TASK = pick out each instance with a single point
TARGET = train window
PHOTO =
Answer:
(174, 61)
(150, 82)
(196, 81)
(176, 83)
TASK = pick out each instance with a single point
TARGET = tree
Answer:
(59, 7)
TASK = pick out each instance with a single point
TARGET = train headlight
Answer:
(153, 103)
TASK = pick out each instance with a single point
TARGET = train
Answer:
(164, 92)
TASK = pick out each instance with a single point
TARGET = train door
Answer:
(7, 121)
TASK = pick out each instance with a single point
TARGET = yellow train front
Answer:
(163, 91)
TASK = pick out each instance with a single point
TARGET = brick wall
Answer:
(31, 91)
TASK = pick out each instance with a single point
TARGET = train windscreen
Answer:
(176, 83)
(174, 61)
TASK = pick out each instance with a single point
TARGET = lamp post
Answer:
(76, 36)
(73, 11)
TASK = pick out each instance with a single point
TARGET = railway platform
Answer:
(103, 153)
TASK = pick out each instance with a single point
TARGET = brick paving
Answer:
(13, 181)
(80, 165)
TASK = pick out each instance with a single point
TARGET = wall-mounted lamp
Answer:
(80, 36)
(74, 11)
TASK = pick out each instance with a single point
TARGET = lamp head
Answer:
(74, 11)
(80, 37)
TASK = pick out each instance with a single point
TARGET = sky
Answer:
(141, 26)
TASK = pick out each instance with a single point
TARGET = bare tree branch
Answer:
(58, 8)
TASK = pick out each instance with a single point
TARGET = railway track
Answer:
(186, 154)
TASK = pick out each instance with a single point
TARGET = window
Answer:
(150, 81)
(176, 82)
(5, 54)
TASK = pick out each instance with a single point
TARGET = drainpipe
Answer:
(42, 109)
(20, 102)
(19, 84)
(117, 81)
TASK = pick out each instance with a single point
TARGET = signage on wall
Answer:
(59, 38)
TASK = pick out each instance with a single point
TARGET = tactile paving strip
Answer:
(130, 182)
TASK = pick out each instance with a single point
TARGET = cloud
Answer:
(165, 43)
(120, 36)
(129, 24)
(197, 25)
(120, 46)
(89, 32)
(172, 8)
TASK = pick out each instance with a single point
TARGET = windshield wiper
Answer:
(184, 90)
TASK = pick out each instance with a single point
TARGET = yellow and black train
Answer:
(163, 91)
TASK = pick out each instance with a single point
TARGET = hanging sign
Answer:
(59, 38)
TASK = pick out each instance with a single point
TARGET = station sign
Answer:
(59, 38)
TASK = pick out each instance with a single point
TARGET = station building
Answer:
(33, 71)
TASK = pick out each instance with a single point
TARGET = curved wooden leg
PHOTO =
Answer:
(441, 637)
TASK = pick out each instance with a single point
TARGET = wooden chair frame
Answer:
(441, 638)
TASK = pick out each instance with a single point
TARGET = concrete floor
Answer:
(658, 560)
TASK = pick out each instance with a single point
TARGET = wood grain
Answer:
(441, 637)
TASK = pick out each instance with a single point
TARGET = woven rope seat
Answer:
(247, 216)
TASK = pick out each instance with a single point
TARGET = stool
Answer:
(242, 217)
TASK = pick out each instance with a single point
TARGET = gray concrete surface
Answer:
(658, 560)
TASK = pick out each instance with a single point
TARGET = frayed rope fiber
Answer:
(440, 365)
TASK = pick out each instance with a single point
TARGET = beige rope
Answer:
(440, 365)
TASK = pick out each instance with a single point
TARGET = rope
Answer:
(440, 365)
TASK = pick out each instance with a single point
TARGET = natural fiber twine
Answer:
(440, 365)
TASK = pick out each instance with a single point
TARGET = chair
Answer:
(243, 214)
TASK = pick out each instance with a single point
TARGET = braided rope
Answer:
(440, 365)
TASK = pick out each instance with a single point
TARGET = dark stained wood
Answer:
═══
## INSTRUCTIONS FOR THE TASK
Could you print exactly the lines from the one containing "TARGET = rope" through the last line of the records above?

## EXERCISE RESPONSE
TARGET = rope
Answer:
(440, 365)
TASK = pick out each instance with a single point
TARGET = natural fiber twine
Answer:
(440, 365)
TASK = pick out each instance with a single point
TARGET = chair
Answer:
(243, 214)
TASK = pick out each instance with a single point
TARGET = braided rope
Answer:
(440, 365)
TASK = pick out each instance with a single point
TARGET = dark stained wood
Answer:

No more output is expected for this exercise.